In the essay on geomythology, what does the geologist Luigi Piccardi argue that sightings of "Nessie" actually are?

SOURCE TEXT

════════

Friday essay: monsters in my closet – how a geographer began mining myths

So you think the Loch Ness Monster never existed? That the story is a cunningly cobbled-together fiction intended to boost tourist interest in an otherwise unrelentingly dull (only to some) part of mid-Scotland? Think again.

The embryonic science of geomythology is breathing new life into such stories, legitimising the essence of some and opening up the possibility that other such folk tales might not be pure fiction but actually based on memories of events our ancestors once observed.

Lacking the scientific understanding available to us today, people in the past contextualised such observations in ways that made sense to them. Keen that their descendants should know what had happened, not least should it happen again, many such stories were passed on (commonly orally) from one generation to the next. Invariably cloaked in multiple layers of embellishment, some stories have survived until today.

‘Nessie’ may not be a real being, but the stories about the Loch Ness Monster may contain a kernel of geological truth. Wikimedia

Science has long vilified those who argue for the existence of giant saurians lurking in the depths of Loch Ness, but there has been some rehabilitation of these “monster sightings”. The geologist Luigi Piccardi, who has done much to make the novel field of geomythology respectable, has argued that observations of “Nessie” are no more than the unusual agitation of the lake’s water surface during an earthquake.

The first written mention of the Loch Ness Monster, in the seventh-century Life of St Columba, notes that the “dragon” appears cum ingenti fremitu (with strong shaking) before disappearing tremefacta (shaking herself). And Piccardi has noted that the most seismically active sector of the Great Glen Fault, along which periodic earthquakes occur, runs along the axis of Loch Ness.

Piccardi also argues that many temples built during the Classical period in the eastern Mediterranean were intentionally built over geological fissures from which escaping neurotoxic gases might cause those sitting above them – like Pythia in the Oracle at Delphi – to go into a trance in which they could reputedly foresee future events.

════════

EXCERPTED RECORDS
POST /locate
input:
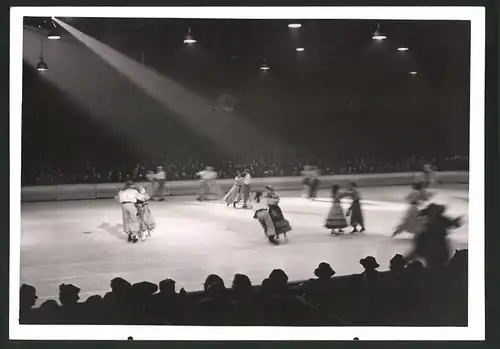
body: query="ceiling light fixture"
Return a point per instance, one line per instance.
(377, 35)
(189, 38)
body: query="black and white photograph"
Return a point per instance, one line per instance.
(198, 173)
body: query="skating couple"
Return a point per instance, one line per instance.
(269, 215)
(310, 181)
(137, 219)
(241, 186)
(336, 220)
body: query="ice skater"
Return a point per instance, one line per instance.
(306, 173)
(128, 198)
(146, 221)
(336, 220)
(160, 178)
(429, 175)
(247, 180)
(432, 244)
(313, 182)
(412, 222)
(281, 225)
(233, 195)
(260, 207)
(355, 212)
(208, 175)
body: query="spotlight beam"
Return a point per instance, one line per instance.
(228, 131)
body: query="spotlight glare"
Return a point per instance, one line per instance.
(42, 66)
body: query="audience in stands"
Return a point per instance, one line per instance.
(410, 295)
(185, 168)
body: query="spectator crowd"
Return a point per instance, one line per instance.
(180, 167)
(406, 295)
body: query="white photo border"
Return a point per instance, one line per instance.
(476, 303)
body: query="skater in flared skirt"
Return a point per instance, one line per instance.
(147, 223)
(260, 207)
(336, 220)
(355, 212)
(281, 225)
(233, 195)
(412, 222)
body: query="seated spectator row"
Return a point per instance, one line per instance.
(185, 168)
(406, 295)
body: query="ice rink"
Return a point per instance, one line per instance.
(81, 242)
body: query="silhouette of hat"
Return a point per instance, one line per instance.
(68, 289)
(167, 284)
(120, 284)
(278, 276)
(398, 261)
(324, 269)
(369, 262)
(144, 288)
(414, 266)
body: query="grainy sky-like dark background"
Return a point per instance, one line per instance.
(346, 93)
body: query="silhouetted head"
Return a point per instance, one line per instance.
(278, 279)
(119, 285)
(369, 263)
(211, 279)
(167, 286)
(397, 263)
(68, 294)
(324, 271)
(241, 284)
(27, 296)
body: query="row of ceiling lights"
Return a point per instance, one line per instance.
(52, 35)
(189, 39)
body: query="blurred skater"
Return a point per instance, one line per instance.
(281, 225)
(146, 221)
(432, 244)
(313, 182)
(355, 212)
(233, 195)
(336, 220)
(247, 180)
(208, 176)
(412, 222)
(261, 213)
(128, 198)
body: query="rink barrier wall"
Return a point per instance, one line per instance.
(192, 187)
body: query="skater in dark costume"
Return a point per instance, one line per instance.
(412, 222)
(355, 211)
(314, 182)
(306, 172)
(128, 198)
(336, 220)
(261, 213)
(233, 195)
(147, 223)
(281, 225)
(432, 244)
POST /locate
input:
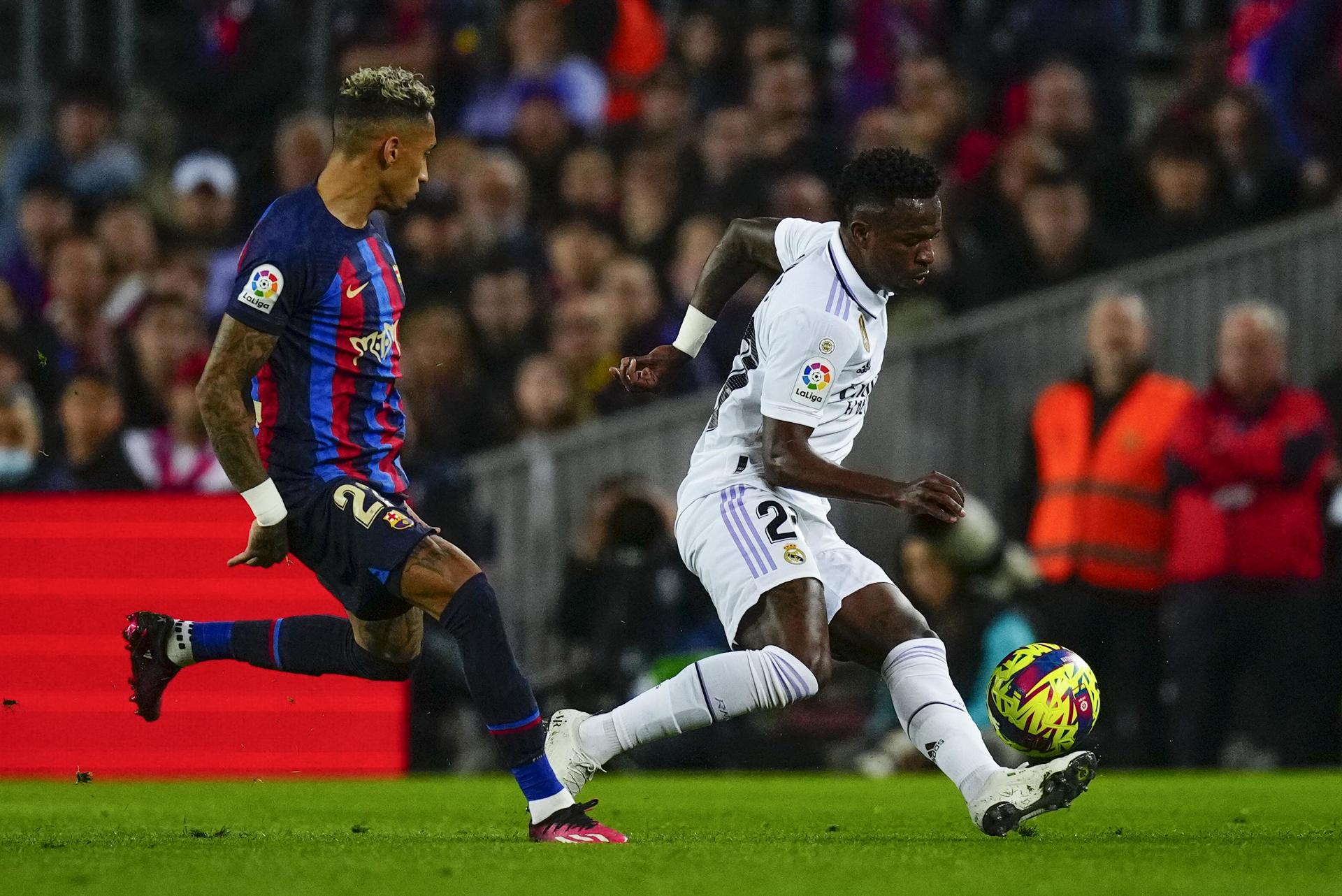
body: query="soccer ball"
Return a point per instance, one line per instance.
(1043, 699)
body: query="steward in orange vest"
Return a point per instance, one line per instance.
(1099, 470)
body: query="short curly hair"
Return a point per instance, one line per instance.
(379, 94)
(882, 176)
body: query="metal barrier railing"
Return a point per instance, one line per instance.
(956, 398)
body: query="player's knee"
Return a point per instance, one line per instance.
(380, 668)
(812, 651)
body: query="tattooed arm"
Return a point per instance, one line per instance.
(745, 250)
(238, 354)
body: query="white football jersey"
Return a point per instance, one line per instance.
(809, 354)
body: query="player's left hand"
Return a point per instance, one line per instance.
(266, 545)
(651, 372)
(937, 496)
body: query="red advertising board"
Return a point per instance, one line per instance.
(71, 566)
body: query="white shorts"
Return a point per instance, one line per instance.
(745, 541)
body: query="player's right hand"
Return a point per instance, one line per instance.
(266, 545)
(651, 372)
(936, 496)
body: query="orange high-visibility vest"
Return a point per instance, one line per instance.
(1101, 510)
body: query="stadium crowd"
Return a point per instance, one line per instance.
(588, 160)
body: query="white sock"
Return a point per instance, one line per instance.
(713, 690)
(935, 716)
(179, 646)
(542, 809)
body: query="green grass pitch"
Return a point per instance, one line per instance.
(729, 833)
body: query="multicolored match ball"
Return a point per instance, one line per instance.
(1043, 699)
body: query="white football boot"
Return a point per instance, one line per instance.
(564, 749)
(1012, 796)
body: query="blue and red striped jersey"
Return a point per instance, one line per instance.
(326, 401)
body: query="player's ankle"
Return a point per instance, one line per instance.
(599, 738)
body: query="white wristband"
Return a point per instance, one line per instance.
(694, 331)
(266, 503)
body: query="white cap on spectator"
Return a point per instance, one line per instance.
(204, 169)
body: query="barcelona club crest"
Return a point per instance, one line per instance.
(396, 519)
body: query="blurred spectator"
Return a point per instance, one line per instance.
(127, 231)
(447, 401)
(885, 35)
(1060, 240)
(631, 283)
(226, 68)
(802, 195)
(166, 334)
(1062, 112)
(541, 137)
(650, 203)
(84, 153)
(92, 417)
(205, 189)
(1263, 182)
(588, 184)
(46, 215)
(665, 121)
(1247, 464)
(496, 196)
(506, 322)
(577, 251)
(1094, 34)
(723, 182)
(586, 338)
(545, 396)
(537, 54)
(935, 109)
(1185, 198)
(704, 48)
(302, 147)
(626, 38)
(78, 287)
(178, 456)
(965, 580)
(628, 608)
(434, 256)
(783, 101)
(20, 439)
(33, 347)
(1094, 477)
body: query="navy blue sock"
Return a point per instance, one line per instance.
(501, 693)
(211, 642)
(303, 644)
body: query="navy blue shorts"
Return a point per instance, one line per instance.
(356, 540)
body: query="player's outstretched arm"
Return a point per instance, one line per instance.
(745, 250)
(238, 354)
(791, 463)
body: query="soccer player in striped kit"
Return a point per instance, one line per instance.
(310, 335)
(752, 514)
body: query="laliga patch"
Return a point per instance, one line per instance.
(396, 519)
(264, 287)
(812, 382)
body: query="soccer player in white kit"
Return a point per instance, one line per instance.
(752, 512)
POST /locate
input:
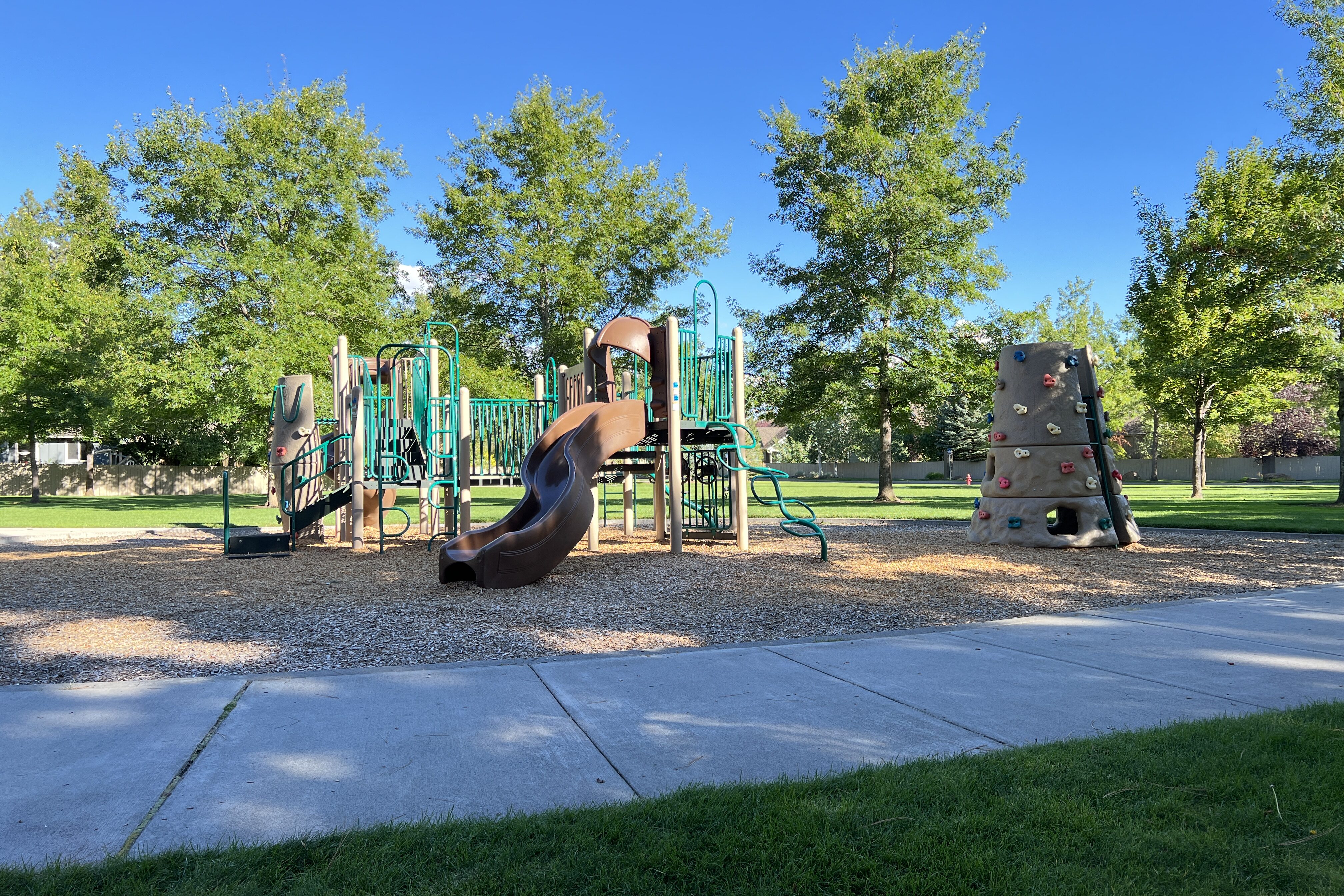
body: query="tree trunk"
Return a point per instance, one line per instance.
(1154, 453)
(886, 495)
(1198, 461)
(33, 468)
(1339, 416)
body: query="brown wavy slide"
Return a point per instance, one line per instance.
(557, 506)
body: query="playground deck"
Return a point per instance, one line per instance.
(175, 608)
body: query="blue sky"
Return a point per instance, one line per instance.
(1111, 96)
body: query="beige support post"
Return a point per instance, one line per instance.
(436, 422)
(342, 413)
(464, 461)
(591, 395)
(539, 394)
(628, 480)
(357, 465)
(674, 379)
(740, 416)
(589, 370)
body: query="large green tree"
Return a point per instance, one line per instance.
(542, 230)
(1220, 315)
(64, 314)
(894, 187)
(256, 226)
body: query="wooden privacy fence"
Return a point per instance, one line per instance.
(127, 480)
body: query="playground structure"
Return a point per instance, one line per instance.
(1052, 480)
(393, 429)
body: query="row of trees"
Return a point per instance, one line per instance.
(152, 301)
(1229, 305)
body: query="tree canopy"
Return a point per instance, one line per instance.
(894, 187)
(542, 230)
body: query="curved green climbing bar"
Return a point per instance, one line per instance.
(803, 527)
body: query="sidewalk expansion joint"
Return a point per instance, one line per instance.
(182, 773)
(1117, 672)
(902, 703)
(580, 726)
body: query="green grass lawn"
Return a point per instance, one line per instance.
(1187, 809)
(1281, 507)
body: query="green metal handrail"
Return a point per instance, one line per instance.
(810, 524)
(291, 480)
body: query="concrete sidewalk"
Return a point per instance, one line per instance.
(212, 761)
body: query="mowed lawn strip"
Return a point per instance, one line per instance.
(1245, 805)
(1273, 507)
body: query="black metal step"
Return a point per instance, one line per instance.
(320, 508)
(257, 543)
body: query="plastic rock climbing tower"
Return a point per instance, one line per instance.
(1050, 476)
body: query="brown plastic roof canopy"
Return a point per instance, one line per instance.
(557, 506)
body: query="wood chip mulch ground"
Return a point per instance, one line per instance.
(166, 608)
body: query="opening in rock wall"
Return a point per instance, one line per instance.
(1062, 522)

════════

COMPLETED TASK
He argues that they are no more than the unusual agitation of the lake's water surface during an earthquake.